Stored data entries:
%%

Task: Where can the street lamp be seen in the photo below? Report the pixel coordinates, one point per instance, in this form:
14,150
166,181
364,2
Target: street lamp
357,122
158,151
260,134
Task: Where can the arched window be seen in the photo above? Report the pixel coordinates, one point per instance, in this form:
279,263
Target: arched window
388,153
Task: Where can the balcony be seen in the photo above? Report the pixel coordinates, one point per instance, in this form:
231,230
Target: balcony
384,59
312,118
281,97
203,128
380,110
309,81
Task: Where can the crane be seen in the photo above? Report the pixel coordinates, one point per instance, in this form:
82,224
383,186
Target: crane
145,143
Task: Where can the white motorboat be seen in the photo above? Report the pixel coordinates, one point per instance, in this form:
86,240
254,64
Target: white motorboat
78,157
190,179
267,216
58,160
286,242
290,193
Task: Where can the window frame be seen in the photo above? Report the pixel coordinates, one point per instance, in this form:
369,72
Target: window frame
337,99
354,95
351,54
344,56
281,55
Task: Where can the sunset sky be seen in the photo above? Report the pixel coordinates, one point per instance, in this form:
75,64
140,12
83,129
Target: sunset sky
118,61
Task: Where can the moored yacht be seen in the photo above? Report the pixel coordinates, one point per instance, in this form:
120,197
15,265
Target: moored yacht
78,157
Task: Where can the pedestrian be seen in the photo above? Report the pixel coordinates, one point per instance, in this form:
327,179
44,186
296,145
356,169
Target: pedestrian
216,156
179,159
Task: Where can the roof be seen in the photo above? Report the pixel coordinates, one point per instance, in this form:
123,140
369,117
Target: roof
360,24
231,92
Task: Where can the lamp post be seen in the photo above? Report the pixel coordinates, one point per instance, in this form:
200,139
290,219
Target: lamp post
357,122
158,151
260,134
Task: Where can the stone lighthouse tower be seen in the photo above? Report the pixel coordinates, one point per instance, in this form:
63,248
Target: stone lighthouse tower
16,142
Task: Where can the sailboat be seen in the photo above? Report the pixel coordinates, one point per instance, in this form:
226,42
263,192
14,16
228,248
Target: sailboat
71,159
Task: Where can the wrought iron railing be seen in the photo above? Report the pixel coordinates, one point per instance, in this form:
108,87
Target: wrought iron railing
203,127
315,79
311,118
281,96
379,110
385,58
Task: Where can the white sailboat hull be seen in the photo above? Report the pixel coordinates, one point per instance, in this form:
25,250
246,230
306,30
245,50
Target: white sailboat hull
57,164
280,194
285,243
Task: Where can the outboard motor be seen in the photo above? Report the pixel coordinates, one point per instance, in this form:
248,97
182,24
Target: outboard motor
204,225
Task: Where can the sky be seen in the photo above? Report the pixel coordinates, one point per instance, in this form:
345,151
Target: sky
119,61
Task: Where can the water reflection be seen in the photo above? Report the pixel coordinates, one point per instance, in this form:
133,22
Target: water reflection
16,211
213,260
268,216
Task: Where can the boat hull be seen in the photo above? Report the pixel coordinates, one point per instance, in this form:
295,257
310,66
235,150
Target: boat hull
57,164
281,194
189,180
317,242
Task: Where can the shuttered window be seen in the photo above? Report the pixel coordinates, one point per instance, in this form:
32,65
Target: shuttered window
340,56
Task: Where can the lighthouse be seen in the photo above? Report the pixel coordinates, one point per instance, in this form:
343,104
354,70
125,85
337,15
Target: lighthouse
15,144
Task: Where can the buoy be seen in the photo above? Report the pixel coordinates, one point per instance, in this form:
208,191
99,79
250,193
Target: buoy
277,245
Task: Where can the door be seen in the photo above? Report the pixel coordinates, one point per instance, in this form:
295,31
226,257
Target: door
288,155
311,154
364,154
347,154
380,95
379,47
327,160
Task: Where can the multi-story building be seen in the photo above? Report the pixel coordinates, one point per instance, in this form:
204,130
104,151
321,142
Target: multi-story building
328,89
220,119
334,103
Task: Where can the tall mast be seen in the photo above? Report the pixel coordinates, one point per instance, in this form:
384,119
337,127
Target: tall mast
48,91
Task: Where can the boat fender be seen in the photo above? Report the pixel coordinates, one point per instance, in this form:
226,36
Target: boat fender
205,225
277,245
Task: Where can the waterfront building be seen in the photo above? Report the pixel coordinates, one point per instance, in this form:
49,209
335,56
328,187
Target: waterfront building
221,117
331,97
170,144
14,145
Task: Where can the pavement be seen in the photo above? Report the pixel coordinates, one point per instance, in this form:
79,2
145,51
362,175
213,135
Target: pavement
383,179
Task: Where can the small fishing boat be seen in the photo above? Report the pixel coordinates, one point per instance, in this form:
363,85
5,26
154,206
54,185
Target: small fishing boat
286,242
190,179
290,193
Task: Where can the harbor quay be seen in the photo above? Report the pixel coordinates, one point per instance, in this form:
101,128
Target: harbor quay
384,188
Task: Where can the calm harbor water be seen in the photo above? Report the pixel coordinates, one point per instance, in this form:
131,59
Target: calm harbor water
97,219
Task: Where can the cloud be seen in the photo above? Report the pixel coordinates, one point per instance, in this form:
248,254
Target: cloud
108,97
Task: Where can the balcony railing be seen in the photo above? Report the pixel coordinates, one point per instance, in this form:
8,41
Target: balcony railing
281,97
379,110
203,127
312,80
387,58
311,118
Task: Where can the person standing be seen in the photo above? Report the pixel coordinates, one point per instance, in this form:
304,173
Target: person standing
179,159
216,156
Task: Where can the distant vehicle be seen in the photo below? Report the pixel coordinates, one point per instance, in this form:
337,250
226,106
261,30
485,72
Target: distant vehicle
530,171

%%
%%

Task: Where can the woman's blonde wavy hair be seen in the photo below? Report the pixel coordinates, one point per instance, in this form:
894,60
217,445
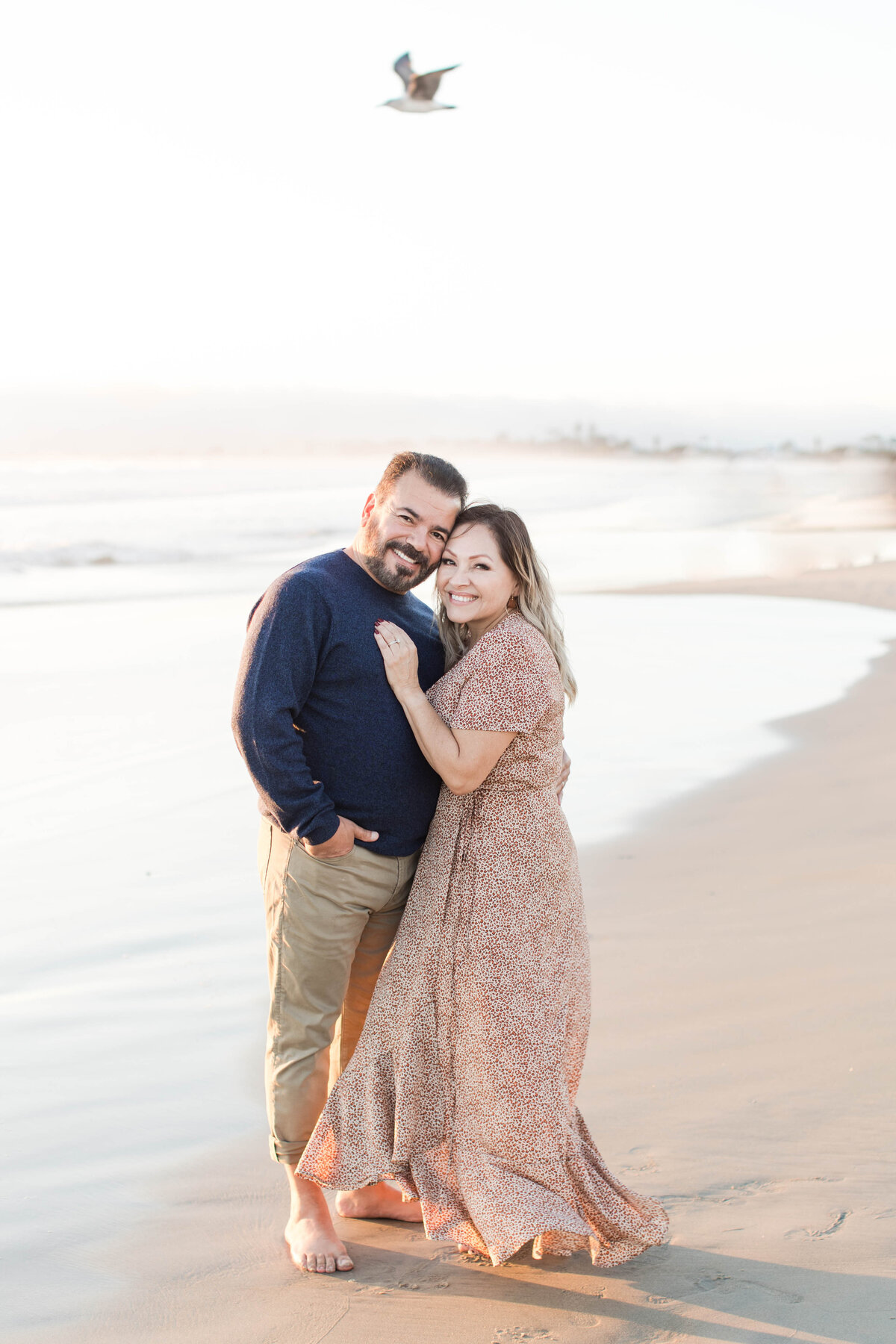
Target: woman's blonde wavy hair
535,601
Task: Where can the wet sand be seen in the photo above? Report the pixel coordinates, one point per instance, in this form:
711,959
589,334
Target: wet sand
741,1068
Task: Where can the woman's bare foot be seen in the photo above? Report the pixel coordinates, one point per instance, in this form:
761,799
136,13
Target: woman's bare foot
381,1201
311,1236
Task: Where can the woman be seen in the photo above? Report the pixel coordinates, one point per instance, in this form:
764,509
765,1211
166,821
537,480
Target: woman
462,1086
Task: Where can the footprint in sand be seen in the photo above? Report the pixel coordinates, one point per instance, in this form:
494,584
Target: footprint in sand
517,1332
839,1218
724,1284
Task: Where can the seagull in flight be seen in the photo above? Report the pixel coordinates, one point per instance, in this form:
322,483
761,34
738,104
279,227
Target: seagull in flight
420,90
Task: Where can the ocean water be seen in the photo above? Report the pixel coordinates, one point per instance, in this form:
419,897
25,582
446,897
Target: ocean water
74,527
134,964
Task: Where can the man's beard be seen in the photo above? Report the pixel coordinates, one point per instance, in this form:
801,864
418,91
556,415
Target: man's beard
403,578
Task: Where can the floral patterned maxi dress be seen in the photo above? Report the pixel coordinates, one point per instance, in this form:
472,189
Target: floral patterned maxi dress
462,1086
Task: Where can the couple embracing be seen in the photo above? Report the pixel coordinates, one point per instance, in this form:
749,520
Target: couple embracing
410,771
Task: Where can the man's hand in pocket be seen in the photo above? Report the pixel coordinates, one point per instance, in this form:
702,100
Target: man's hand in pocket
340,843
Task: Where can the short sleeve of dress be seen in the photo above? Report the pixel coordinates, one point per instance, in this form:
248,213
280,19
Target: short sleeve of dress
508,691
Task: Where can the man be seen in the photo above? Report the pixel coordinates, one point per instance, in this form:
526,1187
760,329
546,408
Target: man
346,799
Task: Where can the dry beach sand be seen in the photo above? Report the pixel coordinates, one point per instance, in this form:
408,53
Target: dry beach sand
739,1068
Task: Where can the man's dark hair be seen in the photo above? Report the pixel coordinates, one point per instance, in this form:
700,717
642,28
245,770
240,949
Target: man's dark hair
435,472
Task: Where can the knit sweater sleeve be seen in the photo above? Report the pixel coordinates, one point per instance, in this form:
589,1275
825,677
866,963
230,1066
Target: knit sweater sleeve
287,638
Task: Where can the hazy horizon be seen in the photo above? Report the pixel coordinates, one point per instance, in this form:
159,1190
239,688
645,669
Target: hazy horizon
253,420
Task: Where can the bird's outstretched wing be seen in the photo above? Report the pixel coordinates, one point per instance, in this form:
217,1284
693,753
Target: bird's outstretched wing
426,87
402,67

%%

### ABOUT THIS TASK:
From the records above, show each line that contains the word "below".

### RESPONSE:
Task: Where can the street lamp be seen in the photo below? Report the pixel coordinates, one point per instance, in this form:
Task: Where can the distant vehicle be seen in the photo below? Report the pixel coordinates, one point per instance, in this form:
Task: Where can the woman's blonde wavy hair be seen in the photo below? Report the pixel coordinates, one point per instance, in this form:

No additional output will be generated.